Copy out the news article below on Paul Vallas's Senate testimony about the No Child Left Behind law, word for word and in full.
── QUOTED PASSAGE
Original URL: http://www.philly.com/mld/inquirer/news/local/8109451.htm

NO CHILD LEFT BEHIND LAUDED
Philadelphia Inquirer
March 5, 2004
by Susan Snyder and Walter F. Naedele

CHIEF EXEC. OF PHILLY'S SCHOOLS TESTIFIES IN SUPPORT OF CONTROVERSIAL LAW

Philadelphia School District head Paul Vallas yesterday told a U.S. Senate panel that he supports the federal No Child Left Behind law, legislation that has been maligned by other school administrators in the state.

Vallas told the U.S. Senate Appropriations Subcommittee on Labor, Health and Human Services, and Education that the law rightly aims to close the achievement gap between majority and minority groups, and sets high expectations for all students.

But the regulations covering special-education students and limited-English-proficiency students should be modified, and federal funding for the law should be increased, he said.
────
── DATASET ENTRIES
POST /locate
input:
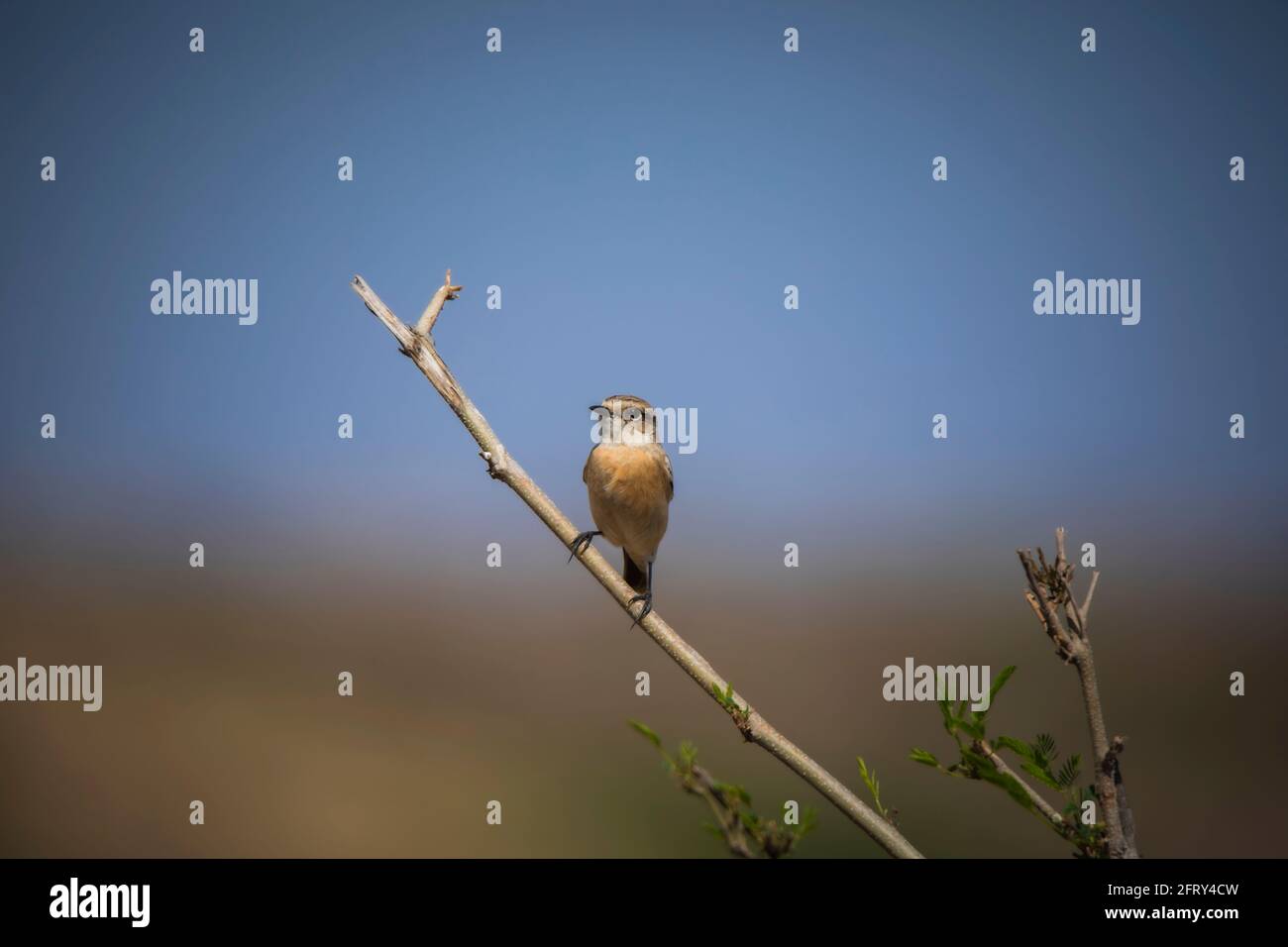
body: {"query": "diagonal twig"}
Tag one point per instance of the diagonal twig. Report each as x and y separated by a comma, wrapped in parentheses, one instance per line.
(420, 348)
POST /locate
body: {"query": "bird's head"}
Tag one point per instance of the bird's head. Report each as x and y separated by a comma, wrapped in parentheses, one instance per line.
(625, 419)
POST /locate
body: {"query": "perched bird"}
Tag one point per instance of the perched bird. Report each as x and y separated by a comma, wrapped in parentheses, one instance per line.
(630, 484)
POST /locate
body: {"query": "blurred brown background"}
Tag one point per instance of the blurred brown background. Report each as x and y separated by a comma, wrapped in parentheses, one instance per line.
(515, 684)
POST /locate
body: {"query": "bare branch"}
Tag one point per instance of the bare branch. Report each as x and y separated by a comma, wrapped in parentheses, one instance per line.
(501, 466)
(1050, 587)
(1041, 804)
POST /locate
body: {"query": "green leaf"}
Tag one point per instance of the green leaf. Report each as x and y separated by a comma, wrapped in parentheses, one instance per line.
(1043, 749)
(923, 757)
(1068, 774)
(647, 733)
(1018, 746)
(949, 722)
(999, 682)
(1039, 774)
(688, 754)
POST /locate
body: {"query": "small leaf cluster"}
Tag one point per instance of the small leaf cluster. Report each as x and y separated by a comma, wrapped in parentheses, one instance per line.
(978, 761)
(735, 823)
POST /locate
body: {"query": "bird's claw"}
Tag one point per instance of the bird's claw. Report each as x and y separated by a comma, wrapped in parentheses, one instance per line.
(581, 543)
(647, 598)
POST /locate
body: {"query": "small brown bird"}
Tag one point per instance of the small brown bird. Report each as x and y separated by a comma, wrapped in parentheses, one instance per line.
(630, 484)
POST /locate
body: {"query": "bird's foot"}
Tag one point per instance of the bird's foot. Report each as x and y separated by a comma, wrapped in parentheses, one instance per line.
(581, 543)
(647, 598)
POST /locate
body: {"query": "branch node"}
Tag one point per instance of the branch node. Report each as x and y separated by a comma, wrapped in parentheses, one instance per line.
(496, 462)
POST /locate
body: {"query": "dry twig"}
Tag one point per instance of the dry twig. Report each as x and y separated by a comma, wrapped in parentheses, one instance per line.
(1048, 594)
(420, 348)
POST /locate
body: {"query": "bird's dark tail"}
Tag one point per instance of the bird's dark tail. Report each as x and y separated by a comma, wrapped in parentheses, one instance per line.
────
## ANSWER
Original URL: http://www.philly.com/mld/inquirer/news/local/8109451.htm

NO CHILD LEFT BEHIND LAUDED
Philadelphia Inquirer
March 5, 2004
by Susan Snyder and Walter F. Naedele

CHIEF EXEC. OF PHILLY'S SCHOOLS TESTIFIES IN SUPPORT OF CONTROVERSIAL LAW

Philadelphia School District head Paul Vallas yesterday told a U.S. Senate panel that he supports the federal No Child Left Behind law, legislation that has been maligned by other school administrators in the state.

Vallas told the U.S. Senate Appropriations Subcommittee on Labor, Health and Human Services, and Education that the law rightly aims to close the achievement gap between majority and minority groups, and sets high expectations for all students.

But the regulations covering special-education students and limited-English-proficiency students should be modified, and federal funding for the law should be increased, he said.